# Exercise directions
Please express the stretch of items from the line containing "Category: white trim window" through the end of the items as a Markdown table, leaving out blank lines. Use two columns: Row for the row number and Entry for the line.

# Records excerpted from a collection
#####

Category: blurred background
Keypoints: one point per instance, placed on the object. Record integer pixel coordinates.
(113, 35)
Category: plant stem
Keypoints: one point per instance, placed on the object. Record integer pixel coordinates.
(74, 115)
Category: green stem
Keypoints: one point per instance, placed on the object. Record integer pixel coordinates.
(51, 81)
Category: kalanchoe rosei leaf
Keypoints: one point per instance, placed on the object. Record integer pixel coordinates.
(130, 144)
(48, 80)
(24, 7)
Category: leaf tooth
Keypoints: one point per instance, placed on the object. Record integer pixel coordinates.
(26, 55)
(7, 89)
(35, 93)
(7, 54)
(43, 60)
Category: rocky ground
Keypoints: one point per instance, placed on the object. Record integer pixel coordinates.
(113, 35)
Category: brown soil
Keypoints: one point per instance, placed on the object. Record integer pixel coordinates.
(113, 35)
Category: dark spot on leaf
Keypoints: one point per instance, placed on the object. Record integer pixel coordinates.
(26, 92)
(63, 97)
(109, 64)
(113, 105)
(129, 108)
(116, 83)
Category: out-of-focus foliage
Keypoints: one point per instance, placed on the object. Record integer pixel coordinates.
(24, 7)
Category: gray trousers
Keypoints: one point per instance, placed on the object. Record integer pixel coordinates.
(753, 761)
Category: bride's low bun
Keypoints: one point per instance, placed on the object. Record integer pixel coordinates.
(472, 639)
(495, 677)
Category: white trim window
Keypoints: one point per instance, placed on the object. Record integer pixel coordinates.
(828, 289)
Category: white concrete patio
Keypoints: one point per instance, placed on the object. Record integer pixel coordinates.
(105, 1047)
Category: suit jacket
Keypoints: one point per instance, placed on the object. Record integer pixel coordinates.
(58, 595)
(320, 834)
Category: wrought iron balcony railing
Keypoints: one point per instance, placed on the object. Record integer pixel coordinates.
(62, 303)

#####

# Solution below
| Row | Entry |
|---|---|
| 1 | Category: white trim window |
| 2 | Keypoints: one point per instance, placed on the object. Record integer pixel coordinates. |
| 3 | (828, 289) |
| 4 | Category: white concrete patio |
| 5 | Keypoints: one point per instance, placed on the object. Record integer pixel coordinates. |
| 6 | (105, 1047) |
| 7 | Category: suit jacket |
| 8 | Keypoints: one point per instance, placed on the object. Record integer pixel coordinates. |
| 9 | (58, 595) |
| 10 | (320, 834) |
| 11 | Category: wrought iron balcony railing |
| 12 | Keypoints: one point per instance, placed on the object. Record integer pixel coordinates. |
| 13 | (62, 303) |